→ TASK DESCRIPTION: Reproduce every line of the data below verbatim, omitting the pictures.

Labeled-point records:

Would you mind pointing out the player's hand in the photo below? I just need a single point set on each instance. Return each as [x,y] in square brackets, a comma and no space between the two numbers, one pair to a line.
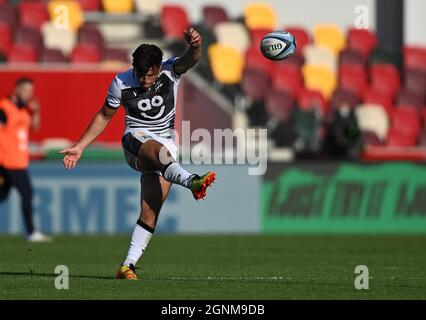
[192,37]
[72,155]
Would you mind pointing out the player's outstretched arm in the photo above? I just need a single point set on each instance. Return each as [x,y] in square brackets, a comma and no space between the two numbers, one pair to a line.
[95,128]
[191,55]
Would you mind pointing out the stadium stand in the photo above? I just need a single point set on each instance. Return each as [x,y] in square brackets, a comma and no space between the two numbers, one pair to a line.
[331,67]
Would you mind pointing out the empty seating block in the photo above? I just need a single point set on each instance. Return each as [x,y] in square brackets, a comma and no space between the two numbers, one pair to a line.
[232,34]
[117,7]
[212,15]
[90,5]
[385,78]
[53,56]
[279,105]
[85,53]
[415,81]
[287,77]
[256,36]
[351,56]
[321,56]
[405,127]
[415,58]
[255,84]
[62,39]
[255,60]
[227,63]
[353,77]
[148,7]
[409,98]
[362,40]
[373,118]
[115,54]
[320,78]
[380,98]
[174,20]
[330,36]
[260,15]
[344,98]
[9,15]
[312,99]
[33,14]
[22,52]
[5,38]
[92,35]
[31,36]
[301,35]
[66,14]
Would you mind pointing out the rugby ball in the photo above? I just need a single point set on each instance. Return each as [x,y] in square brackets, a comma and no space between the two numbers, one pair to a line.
[278,45]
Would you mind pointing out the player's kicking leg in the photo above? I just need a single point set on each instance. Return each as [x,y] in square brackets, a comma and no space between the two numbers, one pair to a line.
[155,190]
[154,156]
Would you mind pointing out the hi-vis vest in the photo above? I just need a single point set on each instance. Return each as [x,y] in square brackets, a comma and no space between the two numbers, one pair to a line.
[14,136]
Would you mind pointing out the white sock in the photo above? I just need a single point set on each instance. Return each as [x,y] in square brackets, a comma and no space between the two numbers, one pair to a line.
[140,239]
[176,174]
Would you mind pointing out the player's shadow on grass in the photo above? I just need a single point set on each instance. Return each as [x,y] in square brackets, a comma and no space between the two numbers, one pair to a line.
[38,274]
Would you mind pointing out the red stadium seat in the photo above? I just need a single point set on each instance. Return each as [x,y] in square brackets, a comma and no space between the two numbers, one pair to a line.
[407,97]
[22,52]
[423,116]
[255,84]
[287,77]
[213,15]
[406,126]
[296,59]
[380,98]
[115,54]
[301,35]
[362,40]
[415,81]
[385,78]
[370,138]
[415,58]
[9,15]
[279,105]
[312,99]
[53,56]
[85,53]
[396,139]
[92,35]
[90,5]
[31,36]
[255,60]
[5,38]
[33,14]
[350,56]
[256,36]
[174,20]
[353,77]
[342,97]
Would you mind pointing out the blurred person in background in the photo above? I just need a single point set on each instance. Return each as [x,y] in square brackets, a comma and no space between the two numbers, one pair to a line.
[19,113]
[343,140]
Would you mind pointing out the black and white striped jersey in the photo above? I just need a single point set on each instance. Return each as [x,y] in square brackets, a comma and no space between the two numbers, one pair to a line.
[153,109]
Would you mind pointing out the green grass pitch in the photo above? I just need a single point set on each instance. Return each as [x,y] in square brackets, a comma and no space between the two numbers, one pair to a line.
[217,267]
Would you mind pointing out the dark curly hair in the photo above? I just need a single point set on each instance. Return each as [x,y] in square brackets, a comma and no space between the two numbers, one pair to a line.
[146,56]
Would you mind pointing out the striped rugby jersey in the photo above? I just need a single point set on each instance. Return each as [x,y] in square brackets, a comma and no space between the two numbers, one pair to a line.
[153,109]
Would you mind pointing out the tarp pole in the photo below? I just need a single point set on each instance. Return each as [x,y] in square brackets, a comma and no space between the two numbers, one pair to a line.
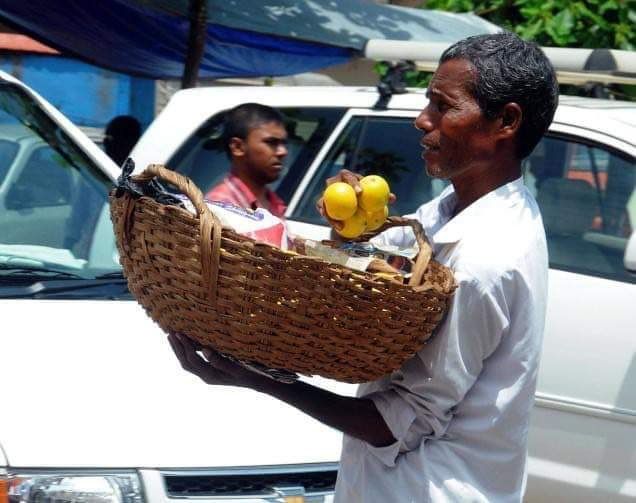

→ IN RESPONSE:
Would you mind pointing out the player's hand in the photo below? I just need a single point set on each instance. Return each as [x,y] in square brackets, a comma and no space between the two numbers, one pair to a line.
[192,37]
[72,155]
Would you mind pointing out the player's outstretched arm in the photo above? I just need a single point set on each instance. Return each as [x,y] in square brackets, a comma and no space between the two numbers, one pair to a line.
[95,128]
[191,55]
Would you mind pointing out the stadium stand in the photo above? I just need a single point set on each instance. Return each as [x,y] in square brackets, a comma and no space between the two numbers, one pair to a line.
[331,67]
Would you mind pointing out the empty seating block in the photo above? I just need a single point set on each instance. Return each as [x,y] in square brackets, a comma and no space between the two numbers, one pair to a line.
[232,34]
[117,7]
[212,15]
[90,5]
[385,78]
[53,56]
[279,105]
[85,53]
[415,81]
[287,77]
[256,36]
[351,56]
[321,56]
[405,127]
[415,58]
[255,84]
[62,39]
[255,60]
[227,63]
[353,77]
[148,7]
[409,98]
[362,40]
[373,118]
[115,54]
[320,78]
[380,98]
[174,20]
[330,36]
[260,15]
[344,98]
[9,15]
[312,99]
[33,14]
[22,52]
[5,38]
[92,35]
[31,36]
[301,35]
[66,14]
Would you mind pointing out the rugby ball in the photo above? I just need a single point set on each instance. Return each as [x,y] in square brackets, a comma and no space between the two numbers, one pair to a line.
[278,45]
Would you mind pointing out the player's kicking leg in the photo above? I just need a single point set on each instance. Return each as [x,y] in square brackets, a comma and no space between the two numbers, one pair to a line.
[155,190]
[154,156]
Would you mind pointing out the hi-vis vest in the photo above? I just need a single point set on each instance. Return each as [x,y] in square brackets, a comma and no space between the two numbers, one pair to a line.
[14,136]
Would you mind pointing out the white sock in the photo above? I just need a single point set on each instance. Return each as [x,y] in square brackets, a comma and no space between the two numbers, one pair to a line.
[140,239]
[176,174]
Would you mind pointing out the player's shadow on grass in the photo above? I just need a single point set on each instance. Return each as [x,y] in square brackets, a comma and no space between the two numbers, one pair to a line.
[38,274]
Would you mind pointing out the red stadium seat in the photo above? I just need a single point set on each instance. Return each as [x,y] in square brackets, a comma and no space between the two numbers, one pair to a line.
[407,97]
[22,52]
[423,116]
[255,84]
[287,77]
[213,15]
[406,126]
[296,59]
[380,98]
[115,54]
[301,35]
[362,40]
[415,81]
[385,78]
[370,138]
[415,58]
[9,15]
[279,105]
[312,99]
[53,56]
[85,53]
[396,139]
[92,35]
[90,5]
[31,36]
[255,60]
[5,38]
[33,14]
[350,56]
[256,36]
[174,20]
[353,77]
[342,97]
Would you mind pointing out the blurred person in background in the photo above? I just need a single point set on each instance. Return each as [x,y] in square brackets, a comma and no space between the two numbers, one pair to a line.
[19,113]
[343,140]
Would you mind pointing out the black and white striped jersey in the photo above? I just need a single point set on each instance. Return each as [x,y] in square brackets, a comma and no space between the two numbers, one pair to a line.
[153,109]
Would you mind pointing out the green grass pitch in the photo above? I just need a single point set on each instance. Return each as [x,y] in square brackets, a comma and no space between the two numbers, one pair to a line.
[217,267]
Would you mind pointing out the dark curly hair in the photo above? I just need a single point set on each instance. Return each as [x,y] in square brackets, a comma and no space between the two numbers, one pair to a line.
[146,56]
Would you mind pointing out the striped rugby jersey in the photo above? I just need a single point set on each instance. Return each as [x,y] in square brackets, a comma and no space between the two numbers, one pair to a line.
[153,109]
Would you mind pointing out the tarp pole in the photo below? I just need a single point set on each instance. Return each as [x,y] in square brackets, a comma and no space between the two numbers, one pair to a line.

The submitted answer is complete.